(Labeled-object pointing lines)
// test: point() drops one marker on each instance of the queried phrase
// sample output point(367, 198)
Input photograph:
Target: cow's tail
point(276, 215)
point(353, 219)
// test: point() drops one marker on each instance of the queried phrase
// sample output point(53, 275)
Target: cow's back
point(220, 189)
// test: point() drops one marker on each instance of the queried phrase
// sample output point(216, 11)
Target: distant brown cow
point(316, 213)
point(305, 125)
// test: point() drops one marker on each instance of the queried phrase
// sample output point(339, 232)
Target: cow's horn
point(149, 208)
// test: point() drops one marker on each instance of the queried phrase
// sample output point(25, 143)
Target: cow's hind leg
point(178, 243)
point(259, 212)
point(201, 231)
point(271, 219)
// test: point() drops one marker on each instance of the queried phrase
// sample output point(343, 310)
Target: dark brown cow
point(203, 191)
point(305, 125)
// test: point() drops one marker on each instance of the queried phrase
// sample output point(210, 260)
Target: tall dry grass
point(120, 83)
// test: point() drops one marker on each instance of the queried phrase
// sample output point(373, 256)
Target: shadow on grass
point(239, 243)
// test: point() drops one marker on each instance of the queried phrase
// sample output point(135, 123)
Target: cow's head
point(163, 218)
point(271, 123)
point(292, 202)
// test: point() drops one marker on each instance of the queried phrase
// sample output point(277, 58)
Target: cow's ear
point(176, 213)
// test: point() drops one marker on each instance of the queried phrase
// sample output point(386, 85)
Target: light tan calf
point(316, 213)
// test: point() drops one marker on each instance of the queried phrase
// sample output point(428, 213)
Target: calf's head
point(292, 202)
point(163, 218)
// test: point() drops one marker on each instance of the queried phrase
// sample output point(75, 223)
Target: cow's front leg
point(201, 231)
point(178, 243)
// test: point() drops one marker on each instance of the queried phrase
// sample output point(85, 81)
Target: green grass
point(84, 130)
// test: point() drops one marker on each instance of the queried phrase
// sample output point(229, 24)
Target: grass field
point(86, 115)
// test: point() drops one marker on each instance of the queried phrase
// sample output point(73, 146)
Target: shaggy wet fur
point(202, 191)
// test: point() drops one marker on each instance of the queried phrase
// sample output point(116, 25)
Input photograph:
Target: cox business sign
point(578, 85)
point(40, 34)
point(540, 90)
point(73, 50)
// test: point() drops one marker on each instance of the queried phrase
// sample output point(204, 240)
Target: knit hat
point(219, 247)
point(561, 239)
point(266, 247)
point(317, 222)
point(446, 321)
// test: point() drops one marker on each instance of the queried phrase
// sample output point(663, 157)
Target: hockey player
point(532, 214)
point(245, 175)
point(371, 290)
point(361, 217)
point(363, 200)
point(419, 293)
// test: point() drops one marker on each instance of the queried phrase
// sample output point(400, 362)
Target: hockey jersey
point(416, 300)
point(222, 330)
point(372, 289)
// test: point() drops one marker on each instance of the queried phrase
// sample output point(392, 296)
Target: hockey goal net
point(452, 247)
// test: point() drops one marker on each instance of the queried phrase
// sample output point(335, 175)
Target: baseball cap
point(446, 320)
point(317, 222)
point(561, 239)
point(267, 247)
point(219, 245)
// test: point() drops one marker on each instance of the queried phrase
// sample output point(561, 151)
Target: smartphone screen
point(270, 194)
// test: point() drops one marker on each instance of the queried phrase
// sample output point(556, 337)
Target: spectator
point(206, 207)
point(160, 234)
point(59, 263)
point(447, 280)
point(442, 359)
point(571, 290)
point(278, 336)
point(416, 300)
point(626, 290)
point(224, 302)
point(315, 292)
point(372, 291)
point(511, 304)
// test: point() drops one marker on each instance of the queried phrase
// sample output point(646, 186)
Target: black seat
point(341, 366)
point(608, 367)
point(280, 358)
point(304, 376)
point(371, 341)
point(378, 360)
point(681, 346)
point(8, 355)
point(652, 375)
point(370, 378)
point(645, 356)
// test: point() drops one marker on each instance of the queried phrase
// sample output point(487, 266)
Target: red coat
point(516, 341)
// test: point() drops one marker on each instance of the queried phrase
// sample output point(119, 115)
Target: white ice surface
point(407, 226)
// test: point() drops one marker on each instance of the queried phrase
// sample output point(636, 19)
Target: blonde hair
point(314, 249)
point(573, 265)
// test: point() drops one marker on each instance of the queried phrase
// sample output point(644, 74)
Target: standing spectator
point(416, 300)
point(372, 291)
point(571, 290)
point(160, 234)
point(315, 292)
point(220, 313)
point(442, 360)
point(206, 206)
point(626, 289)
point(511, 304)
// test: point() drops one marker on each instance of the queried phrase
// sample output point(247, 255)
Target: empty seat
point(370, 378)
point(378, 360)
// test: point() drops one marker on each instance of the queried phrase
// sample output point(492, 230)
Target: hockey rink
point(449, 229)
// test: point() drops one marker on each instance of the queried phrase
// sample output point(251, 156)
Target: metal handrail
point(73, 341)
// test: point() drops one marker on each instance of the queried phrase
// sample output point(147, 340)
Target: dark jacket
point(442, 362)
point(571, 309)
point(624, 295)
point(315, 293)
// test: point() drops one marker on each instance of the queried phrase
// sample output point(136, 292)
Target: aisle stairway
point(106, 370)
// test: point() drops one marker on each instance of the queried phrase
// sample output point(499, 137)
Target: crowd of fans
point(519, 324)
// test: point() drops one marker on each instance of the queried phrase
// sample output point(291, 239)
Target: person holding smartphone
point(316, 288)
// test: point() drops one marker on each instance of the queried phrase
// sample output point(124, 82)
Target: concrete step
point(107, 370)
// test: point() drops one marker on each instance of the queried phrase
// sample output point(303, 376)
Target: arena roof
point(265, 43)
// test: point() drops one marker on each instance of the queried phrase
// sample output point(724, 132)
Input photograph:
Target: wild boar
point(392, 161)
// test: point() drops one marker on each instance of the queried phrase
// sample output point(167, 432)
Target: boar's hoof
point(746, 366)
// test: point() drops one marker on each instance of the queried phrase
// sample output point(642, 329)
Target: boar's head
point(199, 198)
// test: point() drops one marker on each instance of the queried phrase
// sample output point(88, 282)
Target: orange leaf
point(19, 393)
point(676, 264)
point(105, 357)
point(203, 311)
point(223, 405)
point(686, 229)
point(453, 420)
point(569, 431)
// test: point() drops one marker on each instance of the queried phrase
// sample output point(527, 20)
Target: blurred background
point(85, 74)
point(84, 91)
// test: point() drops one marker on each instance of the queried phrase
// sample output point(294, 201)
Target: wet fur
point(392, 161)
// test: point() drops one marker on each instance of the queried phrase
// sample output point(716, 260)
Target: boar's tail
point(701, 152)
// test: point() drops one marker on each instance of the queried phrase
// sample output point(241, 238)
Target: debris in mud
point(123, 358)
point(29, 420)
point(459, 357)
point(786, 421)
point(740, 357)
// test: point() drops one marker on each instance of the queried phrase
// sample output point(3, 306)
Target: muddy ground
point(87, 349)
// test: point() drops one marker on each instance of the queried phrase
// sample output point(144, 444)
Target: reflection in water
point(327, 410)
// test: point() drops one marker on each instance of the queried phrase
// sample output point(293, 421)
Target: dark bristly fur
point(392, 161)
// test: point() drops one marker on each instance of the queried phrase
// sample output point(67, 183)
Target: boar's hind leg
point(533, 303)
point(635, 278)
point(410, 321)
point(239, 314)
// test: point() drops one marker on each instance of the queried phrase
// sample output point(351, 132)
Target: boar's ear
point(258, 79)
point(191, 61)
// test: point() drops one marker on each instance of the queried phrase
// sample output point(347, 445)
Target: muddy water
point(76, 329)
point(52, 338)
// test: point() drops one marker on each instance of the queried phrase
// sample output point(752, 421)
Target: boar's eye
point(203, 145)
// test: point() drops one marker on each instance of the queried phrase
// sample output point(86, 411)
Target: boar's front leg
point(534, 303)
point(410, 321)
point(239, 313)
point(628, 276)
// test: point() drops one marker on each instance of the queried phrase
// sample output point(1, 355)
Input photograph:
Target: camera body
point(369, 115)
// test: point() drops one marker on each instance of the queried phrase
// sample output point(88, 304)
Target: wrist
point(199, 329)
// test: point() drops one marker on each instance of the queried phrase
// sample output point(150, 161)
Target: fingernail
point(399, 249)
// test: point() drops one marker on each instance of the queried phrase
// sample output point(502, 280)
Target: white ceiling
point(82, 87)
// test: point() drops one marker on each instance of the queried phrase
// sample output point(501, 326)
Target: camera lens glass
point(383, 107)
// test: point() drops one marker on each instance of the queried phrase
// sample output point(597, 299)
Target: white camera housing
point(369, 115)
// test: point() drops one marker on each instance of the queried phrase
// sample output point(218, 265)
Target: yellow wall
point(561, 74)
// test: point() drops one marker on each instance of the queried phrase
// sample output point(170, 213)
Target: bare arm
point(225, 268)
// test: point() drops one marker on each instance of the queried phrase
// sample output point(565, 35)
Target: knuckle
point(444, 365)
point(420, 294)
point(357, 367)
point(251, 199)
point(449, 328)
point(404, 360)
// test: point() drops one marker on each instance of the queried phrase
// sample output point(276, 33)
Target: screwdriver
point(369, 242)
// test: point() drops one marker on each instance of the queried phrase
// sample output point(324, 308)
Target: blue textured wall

■ **Prompt**
Rewrite every line from the start of the lines above through the one holding "point(120, 83)", inclusive, scaling each answer point's coordinates by 0.9 and rounding to whole numbers, with halves rounded up. Keep the coordinates after "sample output" and all other text unchanged.

■ **Solved exercise**
// test: point() drops one marker on each instance of the queried phrase
// sample output point(367, 198)
Input photograph:
Target: cow's tail
point(248, 194)
point(318, 197)
// test: point() drops one marker on each instance of the queried phrase
// sample output point(53, 275)
Target: cow's back
point(198, 170)
// test: point() drops one marker on each instance of the queried phrase
// sample output point(216, 11)
Target: distant brown cow
point(284, 192)
point(275, 113)
// test: point() drops one marker on each instance of the queried phrase
// sample output point(339, 232)
Target: cow's horn
point(134, 187)
// test: point() drops one marker on each instance of the queried phrase
// sample output point(25, 143)
Target: cow's hind leg
point(160, 219)
point(233, 191)
point(181, 208)
point(244, 197)
// test: point() drops one marker on each instance of the queried phrase
// sample output point(343, 310)
Target: dark brown cow
point(183, 172)
point(275, 113)
// test: point() drops one marker on each instance of the queried phrase
// sample output point(210, 260)
Target: tall dry grass
point(108, 75)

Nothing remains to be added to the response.